Quoted text ::

Happy Birthday Charlotte Brontë

Out of the Brontë sisters, Charlotte, Emily and Anne, Emily will always be my favourite. Although she only really left us Wuthering Heights, the work speaks for her genius. But there is no denying that Charlotte Brontë was absolutely crucial in giving the three sisters the fame they deserved.


Charlotte Brontë was born on the 21st of April in 1816 and wrote under the pseudonym Currer Bell. Although she was born the third of five sisters, she became the "eldest" after the older two, Elizabeth and Maria, died of tuberculosis during their years at a boarding school. Those familiar with Jane Eyre will doubtlessly recognize this as having had a major impact on the young girl, whose mother had already died at that point. Together with her surviving siblings, Branwell, Emily and Anna, she created an imaginary world and wrote her first stories on it and its inhabitants. After teaching in Brussels, an inspiration for the two latter novels below, she and her sisters released a collection of their poetry under the pseudonyms of the brothers Bell: Currer, Ellis and Acton. Charlotte's Jane Eyre was a major success and partially paved the way for her sisters' novels as well.

A happy 198th birthday to Charlotte Brontë. Some of Charlotte's works are:

the famous and everlasting Jane Eyre:
10210Orphaned into the household of her Aunt Reed at Gateshead, subject to the cruel regime at Lowood charity school, Jane Eyre nonetheless emerges unbroken in spirit and integrity. She takes up the post of governess at Thornfield, falls in love with Mr. Rochester, and discovers the impediment to their lawful marriage in a story that transcends melodrama to portray a woman's passionate search for a wider and richer life than Victorian society traditionally allowed. With a heroine full of yearning, the dangerous secrets she encounters, and the choices she finally makes, Charlotte Bronte's innovative and enduring romantic novel continues to engage and provoke readers.
A novel I surprisingly quite liked: Villette.

What you will do ::
- 1) In one to three sentences, explain why, according to the Charlotte Brontë post, Charlotte became the "eldest" even though she was born third of five sisters.
- 2) Answer each of these from the Charlotte Brontë post:
(a) On what date was Charlotte Brontë born?
(b) Under what pseudonym did she write?
(c) In what city did she teach?
- 3) Print the part of the Charlotte Brontë post from "Out of the Brontë" up to and including "fame they deserved.".
The items have no connection to the Charlotte Brontë post.

Extracted data ::
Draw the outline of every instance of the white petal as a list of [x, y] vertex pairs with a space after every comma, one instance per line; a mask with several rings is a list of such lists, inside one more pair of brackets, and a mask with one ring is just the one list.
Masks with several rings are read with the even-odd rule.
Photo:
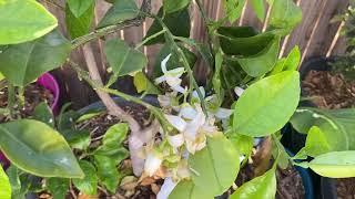
[[235, 93], [237, 96], [242, 96], [242, 94], [244, 93], [244, 90], [243, 90], [242, 87], [235, 86], [235, 87], [234, 87], [234, 93]]
[[196, 117], [197, 112], [193, 107], [191, 107], [189, 104], [184, 104], [182, 105], [179, 115], [186, 119], [193, 119]]
[[219, 108], [217, 112], [214, 114], [219, 119], [229, 118], [232, 115], [233, 111], [227, 108]]
[[184, 136], [182, 134], [168, 136], [168, 142], [174, 148], [181, 147], [184, 144]]
[[166, 72], [168, 72], [168, 70], [166, 70], [166, 63], [168, 63], [168, 61], [170, 60], [170, 56], [171, 56], [171, 54], [169, 54], [169, 55], [161, 62], [161, 67], [162, 67], [162, 72], [163, 72], [163, 73], [166, 73]]
[[162, 188], [156, 195], [156, 199], [168, 199], [169, 195], [174, 190], [178, 184], [174, 182], [171, 178], [165, 178]]
[[153, 176], [162, 164], [162, 159], [154, 154], [149, 154], [144, 163], [144, 171], [149, 176]]
[[165, 82], [165, 81], [166, 81], [166, 77], [164, 75], [154, 80], [155, 84], [160, 84], [160, 83]]
[[[202, 94], [202, 98], [204, 98], [205, 95], [206, 95], [206, 92], [204, 91], [204, 87], [203, 87], [203, 86], [200, 86], [199, 90], [200, 90], [200, 92], [201, 92], [201, 94]], [[194, 97], [194, 98], [200, 98], [197, 91], [193, 91], [193, 92], [192, 92], [192, 97]]]
[[182, 119], [179, 116], [175, 115], [166, 115], [165, 114], [165, 118], [168, 119], [168, 122], [173, 125], [173, 127], [175, 127], [179, 132], [184, 132], [186, 128], [186, 122], [184, 119]]

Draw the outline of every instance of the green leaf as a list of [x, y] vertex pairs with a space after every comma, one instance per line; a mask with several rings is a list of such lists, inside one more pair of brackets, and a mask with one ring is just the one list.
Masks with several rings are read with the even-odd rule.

Answers in order ::
- 1) Her two older sisters, Elizabeth and Maria, died of tuberculosis during their years at a boarding school. That left Charlotte the oldest surviving sister.

- 2)
(a) The 21st of April, 1816.
(b) Currer Bell.
(c) Brussels.

- 3)
Out of the Brontë sisters, Charlotte, Emily and Anne, Emily will always be my favourite. Although she only really left us Wuthering Heights, the work speaks for her genius. But there is no denying that Charlotte Brontë was absolutely crucial in giving the three sisters the fame they deserved.